#### EXERCISE BRIEF:
Each entry, from beginning to end, is to be transcribed verbatim.

---- SUPPLIED MATERIAL

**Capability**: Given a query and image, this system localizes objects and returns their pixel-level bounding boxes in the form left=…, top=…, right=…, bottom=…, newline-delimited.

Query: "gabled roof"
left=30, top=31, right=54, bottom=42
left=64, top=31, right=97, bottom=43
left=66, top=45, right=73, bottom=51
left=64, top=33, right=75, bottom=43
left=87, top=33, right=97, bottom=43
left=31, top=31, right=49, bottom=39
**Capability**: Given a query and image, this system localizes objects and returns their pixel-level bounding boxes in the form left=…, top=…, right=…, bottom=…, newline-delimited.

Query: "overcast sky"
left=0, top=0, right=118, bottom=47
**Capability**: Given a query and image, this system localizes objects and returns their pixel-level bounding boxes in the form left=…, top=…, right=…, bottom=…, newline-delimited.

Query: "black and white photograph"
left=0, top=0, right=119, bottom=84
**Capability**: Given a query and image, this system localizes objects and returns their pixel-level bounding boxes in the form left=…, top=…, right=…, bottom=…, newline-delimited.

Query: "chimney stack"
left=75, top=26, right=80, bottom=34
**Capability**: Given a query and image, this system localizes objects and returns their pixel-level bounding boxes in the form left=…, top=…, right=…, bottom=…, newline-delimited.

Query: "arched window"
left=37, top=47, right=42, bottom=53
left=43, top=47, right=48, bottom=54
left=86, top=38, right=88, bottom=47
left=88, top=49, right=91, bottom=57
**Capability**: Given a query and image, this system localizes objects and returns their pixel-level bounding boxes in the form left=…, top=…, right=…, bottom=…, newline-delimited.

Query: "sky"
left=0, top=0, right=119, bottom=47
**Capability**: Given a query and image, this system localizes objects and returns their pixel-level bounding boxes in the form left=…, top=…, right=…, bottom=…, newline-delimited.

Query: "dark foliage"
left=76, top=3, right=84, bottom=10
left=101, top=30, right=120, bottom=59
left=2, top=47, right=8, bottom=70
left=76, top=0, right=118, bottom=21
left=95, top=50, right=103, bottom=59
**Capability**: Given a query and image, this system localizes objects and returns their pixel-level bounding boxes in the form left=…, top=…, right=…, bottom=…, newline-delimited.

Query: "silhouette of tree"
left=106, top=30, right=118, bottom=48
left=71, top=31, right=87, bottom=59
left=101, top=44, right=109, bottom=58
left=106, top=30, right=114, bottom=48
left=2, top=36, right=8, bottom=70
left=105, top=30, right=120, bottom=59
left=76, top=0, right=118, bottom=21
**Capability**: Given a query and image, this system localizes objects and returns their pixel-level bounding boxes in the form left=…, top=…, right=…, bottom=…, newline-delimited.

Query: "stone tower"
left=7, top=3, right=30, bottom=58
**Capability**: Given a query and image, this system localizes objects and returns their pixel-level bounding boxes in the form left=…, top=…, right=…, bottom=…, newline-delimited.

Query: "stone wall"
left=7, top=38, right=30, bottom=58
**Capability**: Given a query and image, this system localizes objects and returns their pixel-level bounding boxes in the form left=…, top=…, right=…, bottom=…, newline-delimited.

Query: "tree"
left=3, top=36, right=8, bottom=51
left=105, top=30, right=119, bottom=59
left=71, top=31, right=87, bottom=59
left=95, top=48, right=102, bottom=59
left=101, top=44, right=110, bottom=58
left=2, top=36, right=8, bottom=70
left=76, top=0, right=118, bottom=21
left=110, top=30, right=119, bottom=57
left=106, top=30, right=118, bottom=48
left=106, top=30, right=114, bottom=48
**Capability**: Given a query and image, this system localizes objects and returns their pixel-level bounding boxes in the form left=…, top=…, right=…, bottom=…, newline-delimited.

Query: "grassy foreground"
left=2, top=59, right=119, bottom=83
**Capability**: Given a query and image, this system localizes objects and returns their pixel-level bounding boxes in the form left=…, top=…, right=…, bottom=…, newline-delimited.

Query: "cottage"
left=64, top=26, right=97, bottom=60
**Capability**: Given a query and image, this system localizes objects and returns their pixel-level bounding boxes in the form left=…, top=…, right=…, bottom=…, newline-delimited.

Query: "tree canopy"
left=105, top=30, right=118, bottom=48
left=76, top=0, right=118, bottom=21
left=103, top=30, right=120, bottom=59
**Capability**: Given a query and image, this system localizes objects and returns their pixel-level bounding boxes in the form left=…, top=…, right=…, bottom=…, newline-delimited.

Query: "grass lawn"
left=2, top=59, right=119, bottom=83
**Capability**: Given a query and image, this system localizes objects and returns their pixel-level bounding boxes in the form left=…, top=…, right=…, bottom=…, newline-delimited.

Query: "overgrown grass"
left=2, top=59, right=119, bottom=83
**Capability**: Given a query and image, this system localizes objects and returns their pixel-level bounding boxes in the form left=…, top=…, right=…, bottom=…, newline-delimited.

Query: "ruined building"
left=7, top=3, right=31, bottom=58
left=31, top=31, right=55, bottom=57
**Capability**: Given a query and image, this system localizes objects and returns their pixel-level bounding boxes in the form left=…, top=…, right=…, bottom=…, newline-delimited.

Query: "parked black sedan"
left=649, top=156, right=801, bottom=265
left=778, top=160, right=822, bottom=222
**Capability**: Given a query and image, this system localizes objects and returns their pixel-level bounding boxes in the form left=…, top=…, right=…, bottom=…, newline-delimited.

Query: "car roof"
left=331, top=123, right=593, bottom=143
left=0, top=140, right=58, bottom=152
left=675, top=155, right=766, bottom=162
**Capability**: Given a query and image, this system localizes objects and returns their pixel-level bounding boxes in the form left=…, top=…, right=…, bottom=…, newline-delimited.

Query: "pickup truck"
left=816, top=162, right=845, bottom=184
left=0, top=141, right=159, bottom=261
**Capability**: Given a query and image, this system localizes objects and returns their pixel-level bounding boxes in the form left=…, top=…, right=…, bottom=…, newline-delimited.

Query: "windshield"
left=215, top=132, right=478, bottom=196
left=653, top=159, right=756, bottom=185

--------

#### RESPONSE:
**Capability**: Given a query and image, this system localizes objects and returns their pixel-level bounding boxes in the form left=…, top=…, right=…, bottom=…, newline-delimited.

Query: "gabled roof"
left=30, top=31, right=54, bottom=42
left=64, top=31, right=97, bottom=43
left=66, top=45, right=73, bottom=51
left=64, top=33, right=75, bottom=43
left=87, top=33, right=97, bottom=43
left=31, top=31, right=49, bottom=39
**Capability**: Given a query and image, this system localizes objects and returns their pixel-level bounding boxes in the form left=…, top=…, right=…, bottom=…, newline-delimited.

Query: "overcast sky"
left=0, top=0, right=118, bottom=47
**Capability**: Given a query and image, this system localizes objects and returns their pixel-level bounding boxes in the form left=…, top=…, right=…, bottom=…, newline-delimited.

Query: "black and white photograph"
left=0, top=0, right=119, bottom=84
**Capability**: Given a query and image, this system localizes objects and returns their pixel-level bounding boxes in the form left=…, top=…, right=…, bottom=…, newline-delimited.

Query: "chimney stack"
left=75, top=26, right=80, bottom=34
**Capability**: Given a query and image, this system localizes objects and returns their pixel-level bounding boxes in the form left=…, top=…, right=…, bottom=…, newline-delimited.

Query: "arched window"
left=37, top=47, right=42, bottom=53
left=43, top=47, right=48, bottom=54
left=86, top=38, right=88, bottom=47
left=88, top=49, right=91, bottom=57
**Capability**: Given a query and image, this system localizes objects and returns their pixel-level bounding boxes in the form left=…, top=…, right=…, bottom=…, newline-delimited.

Query: "sky"
left=0, top=0, right=119, bottom=47
**Capability**: Given a query and image, this system localizes objects and returns their pixel-level bounding boxes in the form left=…, top=…, right=…, bottom=…, newline-delimited.

Query: "dark foliage"
left=76, top=3, right=84, bottom=10
left=101, top=30, right=120, bottom=59
left=2, top=47, right=8, bottom=70
left=76, top=0, right=118, bottom=21
left=95, top=50, right=103, bottom=59
**Capability**: Given a query and image, this system localizes objects and returns their pixel-level bounding boxes in the form left=…, top=…, right=…, bottom=…, newline-delimited.

Query: "silhouette of tree"
left=106, top=30, right=118, bottom=48
left=71, top=31, right=87, bottom=59
left=101, top=44, right=109, bottom=58
left=106, top=30, right=114, bottom=48
left=2, top=36, right=8, bottom=70
left=105, top=30, right=120, bottom=59
left=76, top=0, right=118, bottom=21
**Capability**: Given a query and image, this system localizes objects and returns their pixel-level bounding boxes in the form left=…, top=…, right=…, bottom=…, newline-delimited.

Query: "stone tower"
left=7, top=3, right=30, bottom=58
**Capability**: Given a query and image, this system localizes objects and returns their pixel-level bounding boxes in the form left=…, top=…, right=…, bottom=…, newline-delimited.

Query: "stone wall"
left=7, top=38, right=30, bottom=58
**Capability**: Given a query and image, this system localizes objects and returns their pixel-level bounding boxes in the form left=…, top=…, right=…, bottom=…, newline-delimited.

Query: "tree"
left=3, top=36, right=8, bottom=51
left=105, top=30, right=119, bottom=59
left=71, top=31, right=87, bottom=59
left=95, top=48, right=102, bottom=59
left=101, top=44, right=110, bottom=58
left=2, top=36, right=8, bottom=70
left=76, top=0, right=118, bottom=21
left=110, top=30, right=119, bottom=57
left=106, top=30, right=118, bottom=48
left=106, top=30, right=114, bottom=48
**Capability**: Given a query and image, this system localizes objects and returns their pixel-level bounding boxes in the form left=…, top=…, right=…, bottom=…, newline-delimited.

Query: "grassy foreground"
left=2, top=59, right=119, bottom=83
**Capability**: Given a query and image, this system localizes objects and returns their pixel-level bounding boxes in the form left=…, top=…, right=…, bottom=…, newline-delimited.

Query: "cottage"
left=64, top=26, right=97, bottom=60
**Capability**: Given a query and image, this system localizes objects and returns their pixel-level bounding boxes in the form left=…, top=…, right=…, bottom=…, newline-delimited.

Query: "tree canopy"
left=105, top=30, right=118, bottom=48
left=76, top=0, right=118, bottom=21
left=103, top=30, right=120, bottom=59
**Capability**: Given a query and image, this system localizes objects and returns their pixel-level bounding boxes in the form left=…, top=…, right=…, bottom=…, newline-delimited.

Query: "grass lawn"
left=2, top=59, right=119, bottom=83
**Capability**: Given a query and image, this system localizes objects and returns their pixel-level bounding boxes in the form left=…, top=…, right=…, bottom=…, newline-delimited.

Query: "overgrown grass"
left=2, top=59, right=119, bottom=83
**Capability**: Given a query and image, this system localizes objects and returns their pixel-level bounding boxes in the form left=…, top=…, right=…, bottom=…, newline-delimited.

Query: "ruined building"
left=7, top=3, right=31, bottom=58
left=31, top=31, right=55, bottom=57
**Capability**: Given a query and image, this system localizes objects and returns their pixel-level bounding boxes in the form left=…, top=…, right=…, bottom=…, newline-delimited.

Query: "parked black sedan"
left=649, top=156, right=801, bottom=265
left=778, top=160, right=822, bottom=222
**Capability**: Given a query and image, this system localizes objects and returns their pixel-level bounding boxes in the form left=…, top=…, right=…, bottom=…, newline-delimited.

Query: "car roof"
left=331, top=123, right=593, bottom=143
left=0, top=140, right=58, bottom=152
left=675, top=155, right=766, bottom=162
**Capability**: Given a query and image, this system localizes objects and returns their pixel-level bounding boxes in the form left=…, top=…, right=…, bottom=…, newline-delimited.

Query: "pickup truck"
left=816, top=162, right=845, bottom=184
left=0, top=141, right=159, bottom=261
**Capability**: Given a query and image, this system localizes objects and returns their pixel-level bounding boxes in the form left=…, top=…, right=…, bottom=…, newline-delimited.

Query: "windshield"
left=215, top=132, right=478, bottom=196
left=653, top=159, right=756, bottom=185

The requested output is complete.